Saved entries:
■ ■ ■ ■ ■
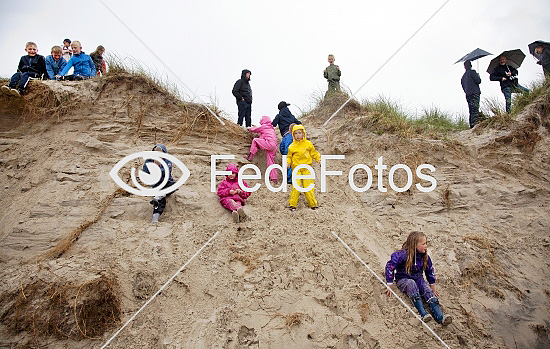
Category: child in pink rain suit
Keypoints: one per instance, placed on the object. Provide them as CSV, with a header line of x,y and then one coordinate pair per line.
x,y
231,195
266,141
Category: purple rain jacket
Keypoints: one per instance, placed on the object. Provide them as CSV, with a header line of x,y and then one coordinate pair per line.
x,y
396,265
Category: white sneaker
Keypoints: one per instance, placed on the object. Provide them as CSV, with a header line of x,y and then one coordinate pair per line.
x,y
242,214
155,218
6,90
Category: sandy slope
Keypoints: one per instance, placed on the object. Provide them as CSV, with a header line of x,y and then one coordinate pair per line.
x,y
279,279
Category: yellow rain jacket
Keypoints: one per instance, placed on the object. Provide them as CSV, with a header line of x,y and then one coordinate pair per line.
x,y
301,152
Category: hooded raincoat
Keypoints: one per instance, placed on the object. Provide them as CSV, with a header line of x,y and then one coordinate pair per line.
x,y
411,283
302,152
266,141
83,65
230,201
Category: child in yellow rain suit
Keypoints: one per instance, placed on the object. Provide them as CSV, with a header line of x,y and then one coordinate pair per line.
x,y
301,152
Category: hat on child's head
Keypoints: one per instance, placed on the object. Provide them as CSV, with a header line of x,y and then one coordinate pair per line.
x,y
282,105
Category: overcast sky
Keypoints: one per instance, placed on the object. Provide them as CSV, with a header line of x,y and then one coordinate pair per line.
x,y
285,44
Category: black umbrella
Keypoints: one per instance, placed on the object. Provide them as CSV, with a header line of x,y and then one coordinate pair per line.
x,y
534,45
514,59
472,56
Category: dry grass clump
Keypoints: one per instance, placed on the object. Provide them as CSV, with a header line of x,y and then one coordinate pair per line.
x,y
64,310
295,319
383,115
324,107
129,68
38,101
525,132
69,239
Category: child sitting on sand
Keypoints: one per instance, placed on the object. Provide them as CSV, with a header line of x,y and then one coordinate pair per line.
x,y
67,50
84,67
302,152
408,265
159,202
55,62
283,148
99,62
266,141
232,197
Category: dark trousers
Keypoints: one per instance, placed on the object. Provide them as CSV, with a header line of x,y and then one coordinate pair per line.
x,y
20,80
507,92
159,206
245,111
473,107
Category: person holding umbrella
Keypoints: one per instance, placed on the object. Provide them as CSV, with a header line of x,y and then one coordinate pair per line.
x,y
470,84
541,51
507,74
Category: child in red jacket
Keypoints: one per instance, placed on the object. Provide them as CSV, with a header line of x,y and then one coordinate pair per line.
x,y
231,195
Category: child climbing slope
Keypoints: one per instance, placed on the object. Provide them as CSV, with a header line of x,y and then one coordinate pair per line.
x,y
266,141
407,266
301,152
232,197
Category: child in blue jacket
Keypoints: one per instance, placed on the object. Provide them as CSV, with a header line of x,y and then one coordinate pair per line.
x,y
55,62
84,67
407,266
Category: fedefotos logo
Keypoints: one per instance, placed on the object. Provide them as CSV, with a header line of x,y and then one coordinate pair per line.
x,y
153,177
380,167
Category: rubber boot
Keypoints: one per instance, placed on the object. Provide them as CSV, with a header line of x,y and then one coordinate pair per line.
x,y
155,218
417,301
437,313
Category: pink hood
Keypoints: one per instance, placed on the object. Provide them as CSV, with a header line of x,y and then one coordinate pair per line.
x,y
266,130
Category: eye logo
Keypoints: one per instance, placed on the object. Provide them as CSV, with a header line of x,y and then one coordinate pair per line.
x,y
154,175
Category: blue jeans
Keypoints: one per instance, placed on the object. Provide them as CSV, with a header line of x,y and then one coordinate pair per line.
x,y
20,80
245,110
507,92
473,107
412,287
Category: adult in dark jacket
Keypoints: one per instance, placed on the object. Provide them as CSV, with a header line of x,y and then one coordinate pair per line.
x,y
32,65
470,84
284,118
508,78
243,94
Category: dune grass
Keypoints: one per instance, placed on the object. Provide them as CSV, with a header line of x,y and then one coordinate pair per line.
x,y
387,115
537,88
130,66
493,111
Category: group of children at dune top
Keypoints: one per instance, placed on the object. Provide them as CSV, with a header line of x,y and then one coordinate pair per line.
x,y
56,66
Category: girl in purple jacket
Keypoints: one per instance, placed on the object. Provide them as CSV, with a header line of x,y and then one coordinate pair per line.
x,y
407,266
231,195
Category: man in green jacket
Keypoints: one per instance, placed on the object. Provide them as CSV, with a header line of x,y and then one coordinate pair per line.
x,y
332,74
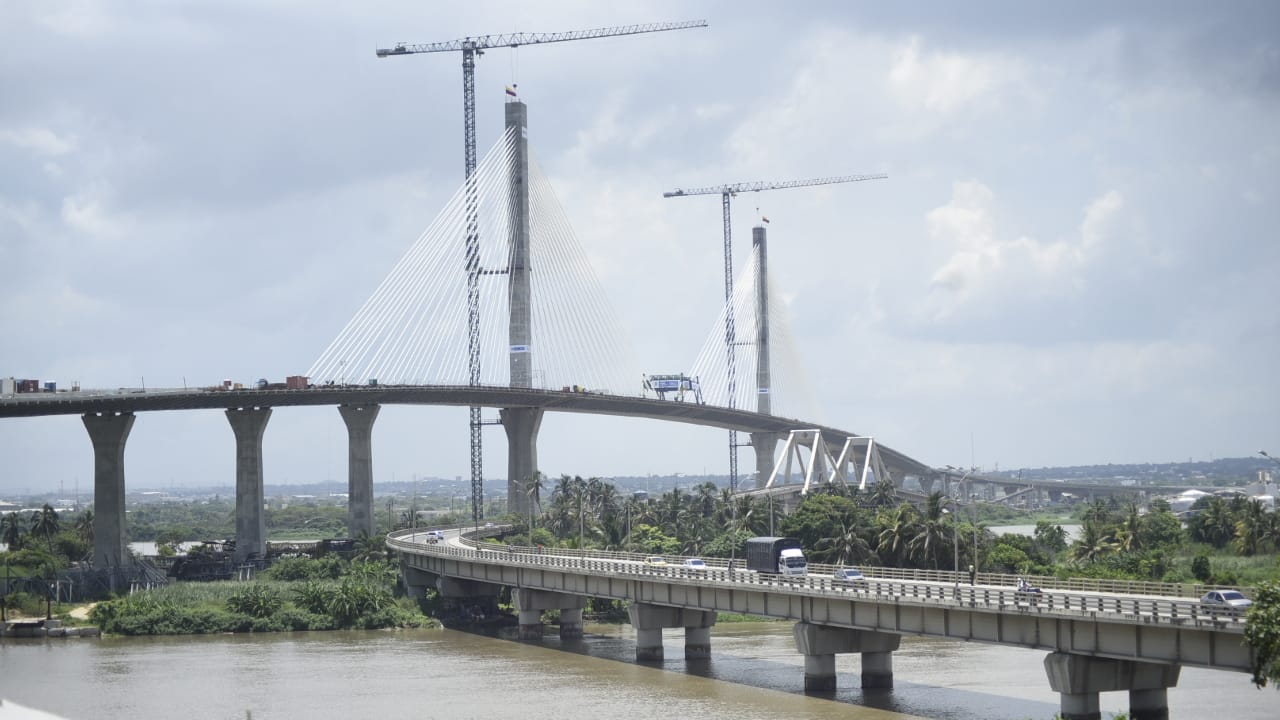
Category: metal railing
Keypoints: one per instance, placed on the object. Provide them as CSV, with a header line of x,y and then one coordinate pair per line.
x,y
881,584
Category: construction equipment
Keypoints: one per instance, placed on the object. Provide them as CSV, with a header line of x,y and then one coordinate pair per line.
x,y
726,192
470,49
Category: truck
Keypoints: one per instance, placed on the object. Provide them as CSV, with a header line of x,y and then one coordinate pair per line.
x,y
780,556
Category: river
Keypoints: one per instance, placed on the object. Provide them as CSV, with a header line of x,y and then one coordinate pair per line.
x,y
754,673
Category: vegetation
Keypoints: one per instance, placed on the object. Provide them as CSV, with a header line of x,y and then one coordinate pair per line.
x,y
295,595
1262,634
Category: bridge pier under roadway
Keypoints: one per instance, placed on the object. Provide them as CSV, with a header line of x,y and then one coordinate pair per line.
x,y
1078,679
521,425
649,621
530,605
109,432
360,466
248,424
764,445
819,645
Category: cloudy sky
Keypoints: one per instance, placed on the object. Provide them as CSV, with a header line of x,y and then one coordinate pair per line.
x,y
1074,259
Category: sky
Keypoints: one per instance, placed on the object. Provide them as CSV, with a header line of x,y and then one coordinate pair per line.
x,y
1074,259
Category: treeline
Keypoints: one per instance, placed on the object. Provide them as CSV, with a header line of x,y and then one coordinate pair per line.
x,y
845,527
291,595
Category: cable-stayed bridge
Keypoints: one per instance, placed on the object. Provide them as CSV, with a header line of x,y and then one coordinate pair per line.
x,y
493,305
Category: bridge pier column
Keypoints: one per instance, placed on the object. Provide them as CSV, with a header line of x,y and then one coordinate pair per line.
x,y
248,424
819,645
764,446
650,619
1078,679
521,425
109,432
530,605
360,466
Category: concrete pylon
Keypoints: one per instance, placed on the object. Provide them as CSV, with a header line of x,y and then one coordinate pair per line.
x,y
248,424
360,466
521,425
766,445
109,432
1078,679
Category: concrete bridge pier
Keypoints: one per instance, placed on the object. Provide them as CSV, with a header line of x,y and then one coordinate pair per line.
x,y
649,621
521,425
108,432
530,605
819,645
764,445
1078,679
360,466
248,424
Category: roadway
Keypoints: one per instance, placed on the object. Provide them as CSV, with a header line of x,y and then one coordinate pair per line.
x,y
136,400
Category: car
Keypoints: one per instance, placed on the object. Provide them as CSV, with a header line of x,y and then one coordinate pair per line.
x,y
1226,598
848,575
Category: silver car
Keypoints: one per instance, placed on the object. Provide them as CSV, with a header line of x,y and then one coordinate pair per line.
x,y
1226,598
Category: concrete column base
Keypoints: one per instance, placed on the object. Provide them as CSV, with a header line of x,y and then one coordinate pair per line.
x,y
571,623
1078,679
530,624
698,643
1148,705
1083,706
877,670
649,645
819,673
■ ■ ■ ■ ■
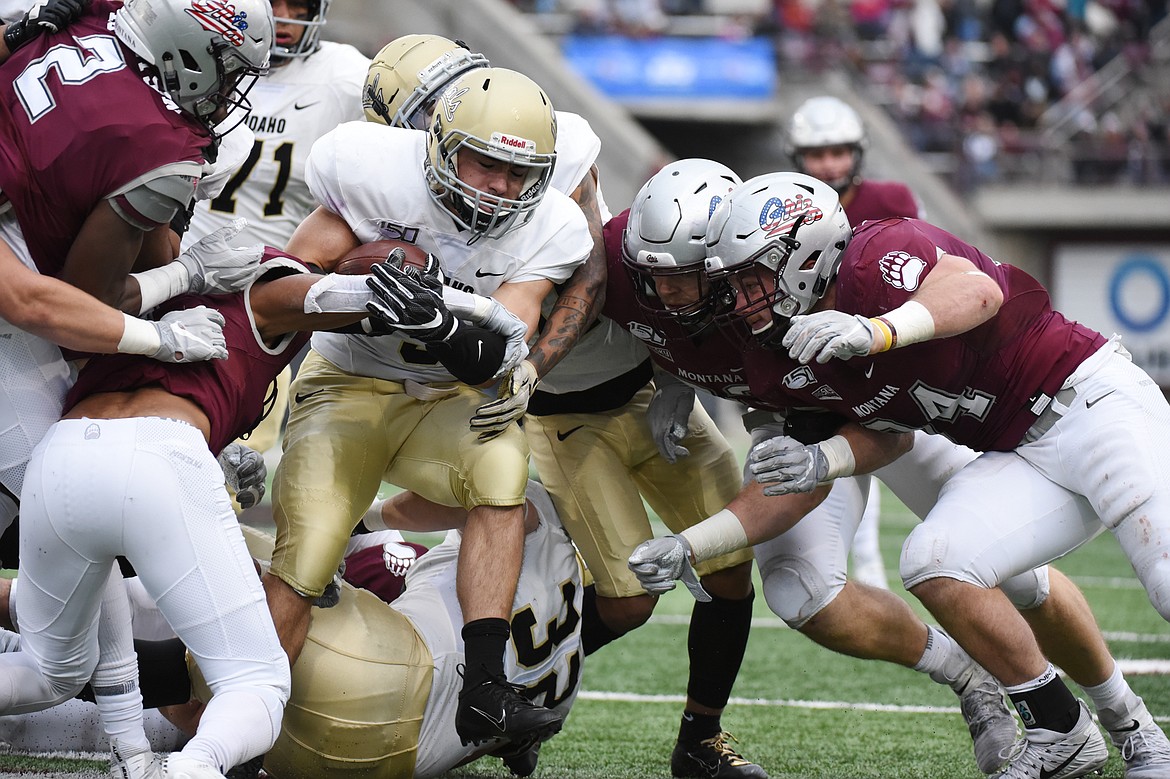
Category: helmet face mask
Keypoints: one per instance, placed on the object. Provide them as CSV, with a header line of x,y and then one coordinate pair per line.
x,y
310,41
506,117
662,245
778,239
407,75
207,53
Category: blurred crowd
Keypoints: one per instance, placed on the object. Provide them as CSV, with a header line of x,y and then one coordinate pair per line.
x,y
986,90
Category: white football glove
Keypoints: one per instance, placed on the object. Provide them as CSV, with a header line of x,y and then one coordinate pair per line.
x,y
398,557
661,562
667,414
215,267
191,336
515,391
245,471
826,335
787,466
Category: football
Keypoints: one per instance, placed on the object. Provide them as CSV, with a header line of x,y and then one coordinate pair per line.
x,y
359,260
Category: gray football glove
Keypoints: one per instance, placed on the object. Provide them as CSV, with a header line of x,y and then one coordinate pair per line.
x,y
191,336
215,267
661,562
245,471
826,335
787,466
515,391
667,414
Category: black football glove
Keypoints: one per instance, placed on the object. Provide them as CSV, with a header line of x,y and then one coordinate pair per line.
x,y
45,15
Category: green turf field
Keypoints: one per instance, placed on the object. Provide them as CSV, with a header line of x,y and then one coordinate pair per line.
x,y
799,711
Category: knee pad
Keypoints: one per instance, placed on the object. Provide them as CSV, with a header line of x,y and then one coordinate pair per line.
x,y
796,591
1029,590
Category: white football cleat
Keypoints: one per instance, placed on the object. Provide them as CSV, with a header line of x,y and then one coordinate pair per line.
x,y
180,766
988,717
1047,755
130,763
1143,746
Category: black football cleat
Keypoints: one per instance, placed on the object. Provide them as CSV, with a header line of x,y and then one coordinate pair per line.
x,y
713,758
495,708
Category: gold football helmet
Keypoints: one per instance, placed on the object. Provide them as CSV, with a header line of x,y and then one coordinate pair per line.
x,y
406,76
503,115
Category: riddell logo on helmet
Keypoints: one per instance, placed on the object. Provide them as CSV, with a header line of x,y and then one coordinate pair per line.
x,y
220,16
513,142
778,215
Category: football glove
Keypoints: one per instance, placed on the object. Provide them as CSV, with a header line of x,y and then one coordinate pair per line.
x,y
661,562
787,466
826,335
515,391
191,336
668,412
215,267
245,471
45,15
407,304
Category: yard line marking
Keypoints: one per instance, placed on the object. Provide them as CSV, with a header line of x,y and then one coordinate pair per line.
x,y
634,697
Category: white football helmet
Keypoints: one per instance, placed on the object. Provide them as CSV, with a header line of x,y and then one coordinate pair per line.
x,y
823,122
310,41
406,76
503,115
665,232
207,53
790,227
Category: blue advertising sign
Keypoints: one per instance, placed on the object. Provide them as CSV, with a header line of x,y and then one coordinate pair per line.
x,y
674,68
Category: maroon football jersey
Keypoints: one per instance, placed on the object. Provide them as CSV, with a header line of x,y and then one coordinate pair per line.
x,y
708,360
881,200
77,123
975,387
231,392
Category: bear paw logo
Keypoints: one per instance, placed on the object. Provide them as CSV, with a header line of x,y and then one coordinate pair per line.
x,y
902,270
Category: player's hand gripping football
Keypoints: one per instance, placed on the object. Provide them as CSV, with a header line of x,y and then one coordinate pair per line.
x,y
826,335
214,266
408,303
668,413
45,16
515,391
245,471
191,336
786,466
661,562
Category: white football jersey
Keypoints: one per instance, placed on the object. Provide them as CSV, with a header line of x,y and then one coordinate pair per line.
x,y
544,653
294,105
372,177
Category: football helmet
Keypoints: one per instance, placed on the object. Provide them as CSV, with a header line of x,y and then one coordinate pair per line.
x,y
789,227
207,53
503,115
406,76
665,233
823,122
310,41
■ ■ ■ ■ ■
Note how many lines above hold "dark" and give that figure alone.

2